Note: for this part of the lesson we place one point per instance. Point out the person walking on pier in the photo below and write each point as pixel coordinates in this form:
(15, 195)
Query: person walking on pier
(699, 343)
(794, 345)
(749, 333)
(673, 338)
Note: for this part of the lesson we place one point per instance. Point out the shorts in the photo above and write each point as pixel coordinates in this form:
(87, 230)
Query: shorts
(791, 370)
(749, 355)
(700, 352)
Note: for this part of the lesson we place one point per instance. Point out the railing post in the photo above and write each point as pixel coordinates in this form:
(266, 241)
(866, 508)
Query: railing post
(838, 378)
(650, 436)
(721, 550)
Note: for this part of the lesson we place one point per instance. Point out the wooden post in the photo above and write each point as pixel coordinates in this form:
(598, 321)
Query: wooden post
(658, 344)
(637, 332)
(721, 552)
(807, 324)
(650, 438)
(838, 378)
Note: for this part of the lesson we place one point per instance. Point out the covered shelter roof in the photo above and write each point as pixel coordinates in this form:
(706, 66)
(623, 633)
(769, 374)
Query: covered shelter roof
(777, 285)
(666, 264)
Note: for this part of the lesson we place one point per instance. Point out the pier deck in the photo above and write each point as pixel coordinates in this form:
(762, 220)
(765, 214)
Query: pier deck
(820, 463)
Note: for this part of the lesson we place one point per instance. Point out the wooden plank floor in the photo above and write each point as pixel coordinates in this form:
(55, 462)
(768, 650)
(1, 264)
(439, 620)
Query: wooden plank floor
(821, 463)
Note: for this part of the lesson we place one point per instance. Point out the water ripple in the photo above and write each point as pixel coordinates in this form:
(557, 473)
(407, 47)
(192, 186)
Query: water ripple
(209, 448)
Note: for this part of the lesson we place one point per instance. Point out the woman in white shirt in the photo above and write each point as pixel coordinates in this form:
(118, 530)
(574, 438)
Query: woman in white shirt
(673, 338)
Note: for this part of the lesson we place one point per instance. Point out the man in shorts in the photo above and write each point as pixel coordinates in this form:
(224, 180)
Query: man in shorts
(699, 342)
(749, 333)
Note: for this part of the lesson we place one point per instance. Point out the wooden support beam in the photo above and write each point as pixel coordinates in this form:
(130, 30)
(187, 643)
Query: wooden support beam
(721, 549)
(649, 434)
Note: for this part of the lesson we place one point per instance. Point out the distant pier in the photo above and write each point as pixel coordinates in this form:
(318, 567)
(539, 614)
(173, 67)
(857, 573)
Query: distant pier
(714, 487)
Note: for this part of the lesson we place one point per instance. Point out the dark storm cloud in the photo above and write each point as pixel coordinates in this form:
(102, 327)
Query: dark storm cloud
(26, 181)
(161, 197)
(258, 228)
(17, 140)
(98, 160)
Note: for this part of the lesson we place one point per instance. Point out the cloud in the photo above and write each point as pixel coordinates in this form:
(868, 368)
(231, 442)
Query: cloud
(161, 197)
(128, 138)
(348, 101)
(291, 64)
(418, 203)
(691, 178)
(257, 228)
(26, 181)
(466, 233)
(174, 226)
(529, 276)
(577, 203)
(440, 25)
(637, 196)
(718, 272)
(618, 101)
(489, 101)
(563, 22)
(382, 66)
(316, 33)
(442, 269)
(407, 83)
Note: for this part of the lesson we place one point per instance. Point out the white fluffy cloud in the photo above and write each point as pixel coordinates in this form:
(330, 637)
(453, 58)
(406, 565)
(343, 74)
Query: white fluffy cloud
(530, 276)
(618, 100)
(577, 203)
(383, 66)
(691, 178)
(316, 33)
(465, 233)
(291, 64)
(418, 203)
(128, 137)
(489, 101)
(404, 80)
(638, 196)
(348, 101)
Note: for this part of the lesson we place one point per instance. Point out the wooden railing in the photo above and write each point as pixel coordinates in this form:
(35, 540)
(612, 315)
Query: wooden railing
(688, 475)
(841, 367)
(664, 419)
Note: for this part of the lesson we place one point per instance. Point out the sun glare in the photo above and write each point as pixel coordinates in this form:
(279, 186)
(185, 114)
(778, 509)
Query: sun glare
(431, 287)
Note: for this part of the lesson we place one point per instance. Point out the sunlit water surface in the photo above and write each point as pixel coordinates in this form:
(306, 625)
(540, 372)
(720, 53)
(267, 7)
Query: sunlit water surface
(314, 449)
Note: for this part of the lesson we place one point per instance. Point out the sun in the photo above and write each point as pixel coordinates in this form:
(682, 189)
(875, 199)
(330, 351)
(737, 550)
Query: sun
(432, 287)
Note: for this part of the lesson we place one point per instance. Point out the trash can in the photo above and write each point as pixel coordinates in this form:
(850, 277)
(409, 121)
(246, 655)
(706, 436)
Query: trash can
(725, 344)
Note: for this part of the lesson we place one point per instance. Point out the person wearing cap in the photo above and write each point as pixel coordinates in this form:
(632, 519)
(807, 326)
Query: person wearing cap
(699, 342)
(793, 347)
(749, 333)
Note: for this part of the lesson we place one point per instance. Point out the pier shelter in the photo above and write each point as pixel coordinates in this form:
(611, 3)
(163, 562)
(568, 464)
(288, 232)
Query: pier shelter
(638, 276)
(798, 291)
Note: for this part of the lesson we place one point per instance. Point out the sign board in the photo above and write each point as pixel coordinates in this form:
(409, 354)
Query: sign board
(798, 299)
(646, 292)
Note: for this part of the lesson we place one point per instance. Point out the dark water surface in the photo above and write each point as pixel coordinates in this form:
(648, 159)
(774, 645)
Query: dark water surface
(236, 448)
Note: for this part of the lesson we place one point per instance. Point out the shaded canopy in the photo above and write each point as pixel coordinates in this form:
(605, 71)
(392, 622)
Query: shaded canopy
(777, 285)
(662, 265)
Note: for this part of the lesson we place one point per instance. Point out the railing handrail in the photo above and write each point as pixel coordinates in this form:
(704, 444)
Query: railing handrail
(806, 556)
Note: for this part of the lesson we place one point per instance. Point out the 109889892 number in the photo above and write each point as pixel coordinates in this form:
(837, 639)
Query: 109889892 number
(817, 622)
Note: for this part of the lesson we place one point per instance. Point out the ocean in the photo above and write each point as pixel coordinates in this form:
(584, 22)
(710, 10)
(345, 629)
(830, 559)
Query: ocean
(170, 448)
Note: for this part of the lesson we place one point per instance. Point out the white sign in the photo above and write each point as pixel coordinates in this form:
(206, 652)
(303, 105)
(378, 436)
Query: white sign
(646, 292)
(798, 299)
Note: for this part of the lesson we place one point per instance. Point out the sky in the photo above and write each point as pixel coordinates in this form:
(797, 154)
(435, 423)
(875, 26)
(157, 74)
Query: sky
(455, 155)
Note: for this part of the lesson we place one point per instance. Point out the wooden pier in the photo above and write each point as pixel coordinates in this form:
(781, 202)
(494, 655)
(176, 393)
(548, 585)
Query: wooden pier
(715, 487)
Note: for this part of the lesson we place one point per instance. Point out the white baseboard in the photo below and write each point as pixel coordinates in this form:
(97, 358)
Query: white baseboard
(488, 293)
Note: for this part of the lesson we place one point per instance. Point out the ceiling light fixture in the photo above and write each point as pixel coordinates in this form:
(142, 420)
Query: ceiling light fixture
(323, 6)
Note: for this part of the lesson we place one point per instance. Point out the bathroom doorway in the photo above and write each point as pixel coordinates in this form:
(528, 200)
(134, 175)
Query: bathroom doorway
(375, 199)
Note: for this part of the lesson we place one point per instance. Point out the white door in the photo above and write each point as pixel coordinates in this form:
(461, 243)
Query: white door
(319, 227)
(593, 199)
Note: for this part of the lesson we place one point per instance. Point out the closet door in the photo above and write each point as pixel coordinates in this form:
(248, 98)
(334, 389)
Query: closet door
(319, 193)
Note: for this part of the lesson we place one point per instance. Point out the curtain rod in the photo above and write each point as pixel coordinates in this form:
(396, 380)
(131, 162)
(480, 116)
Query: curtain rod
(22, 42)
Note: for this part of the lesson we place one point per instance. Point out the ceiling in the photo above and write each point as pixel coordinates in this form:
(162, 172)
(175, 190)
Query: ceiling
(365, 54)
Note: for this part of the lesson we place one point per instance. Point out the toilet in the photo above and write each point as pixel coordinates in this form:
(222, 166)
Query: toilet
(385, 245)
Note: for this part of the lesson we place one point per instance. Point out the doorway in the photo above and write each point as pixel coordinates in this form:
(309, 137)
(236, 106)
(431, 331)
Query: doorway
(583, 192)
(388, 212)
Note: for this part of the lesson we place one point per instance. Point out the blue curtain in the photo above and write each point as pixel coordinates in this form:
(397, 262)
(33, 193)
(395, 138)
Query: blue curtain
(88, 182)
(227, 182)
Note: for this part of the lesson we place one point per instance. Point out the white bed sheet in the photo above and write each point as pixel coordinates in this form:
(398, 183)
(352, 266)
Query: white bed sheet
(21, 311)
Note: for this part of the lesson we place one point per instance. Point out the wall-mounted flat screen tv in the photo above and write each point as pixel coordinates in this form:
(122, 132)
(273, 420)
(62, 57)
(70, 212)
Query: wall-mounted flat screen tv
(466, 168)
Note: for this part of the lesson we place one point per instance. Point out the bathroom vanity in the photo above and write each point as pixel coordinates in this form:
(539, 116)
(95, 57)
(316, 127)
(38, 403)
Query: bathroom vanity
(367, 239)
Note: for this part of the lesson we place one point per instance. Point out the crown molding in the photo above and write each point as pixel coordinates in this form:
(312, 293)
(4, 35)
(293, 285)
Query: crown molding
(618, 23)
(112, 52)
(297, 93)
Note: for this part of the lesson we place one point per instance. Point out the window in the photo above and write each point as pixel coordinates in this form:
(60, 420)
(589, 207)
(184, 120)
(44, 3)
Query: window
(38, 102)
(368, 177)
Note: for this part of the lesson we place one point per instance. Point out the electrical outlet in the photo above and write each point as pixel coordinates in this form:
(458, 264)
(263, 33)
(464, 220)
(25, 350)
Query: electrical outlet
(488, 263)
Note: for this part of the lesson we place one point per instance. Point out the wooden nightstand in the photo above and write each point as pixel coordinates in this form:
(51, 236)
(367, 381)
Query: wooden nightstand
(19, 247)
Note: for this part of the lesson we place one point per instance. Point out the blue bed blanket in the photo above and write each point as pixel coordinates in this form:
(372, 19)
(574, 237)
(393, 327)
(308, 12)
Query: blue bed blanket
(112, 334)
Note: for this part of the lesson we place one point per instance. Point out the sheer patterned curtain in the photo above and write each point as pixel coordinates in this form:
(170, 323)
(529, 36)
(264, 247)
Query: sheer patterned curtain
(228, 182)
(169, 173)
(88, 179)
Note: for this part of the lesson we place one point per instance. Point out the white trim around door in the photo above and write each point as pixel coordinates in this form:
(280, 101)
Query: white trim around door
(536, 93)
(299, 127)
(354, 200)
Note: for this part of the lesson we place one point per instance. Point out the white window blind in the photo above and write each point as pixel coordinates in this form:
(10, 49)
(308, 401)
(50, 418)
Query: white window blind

========================

- **PROBLEM TO WORK ON**: Turn the lines from the one holding "out the electrical" through the end of the entries, inclusive, into a numbered list, leaving out any blank lines.

- **EXPECTED ANSWER**:
1. Note: for this part of the lesson we place one point per instance. Point out the electrical outlet in the photo above and write each point as pixel coordinates in this form:
2. (458, 264)
3. (263, 33)
4. (464, 220)
5. (25, 350)
6. Query: electrical outlet
7. (488, 263)
8. Note: for this part of the lesson we place one point per instance. Point out the wooden nightstand in the photo above and write each point as pixel coordinates in this form:
9. (51, 236)
10. (367, 381)
11. Query: wooden nightstand
12. (19, 247)
13. Note: for this part of the lesson we place one point per instance. Point out the blue bed blanket in the photo above and write each point as pixel coordinates in this form:
14. (372, 19)
15. (574, 237)
16. (393, 327)
17. (308, 12)
18. Query: blue bed blanket
19. (112, 334)
20. Note: for this part of the lesson we place one point per instance. Point out the sheer patterned curtain in the photo above and write each point as pixel coordinates in this form:
21. (170, 323)
22. (529, 36)
23. (264, 247)
24. Query: sheer patterned curtain
25. (228, 182)
26. (169, 173)
27. (88, 179)
28. Note: for this part of the lesson we place one point per instance. Point out the white trim around door in the photo above and write each point as pixel coordinates in this form:
29. (280, 101)
30. Query: white trim around door
31. (536, 93)
32. (299, 127)
33. (354, 200)
34. Note: for this part of the lesson we place one point per instance. Point out the white window blind in the photo above and write each point as pixel coordinates in this form:
35. (10, 49)
36. (308, 401)
37. (50, 418)
38. Query: white window blind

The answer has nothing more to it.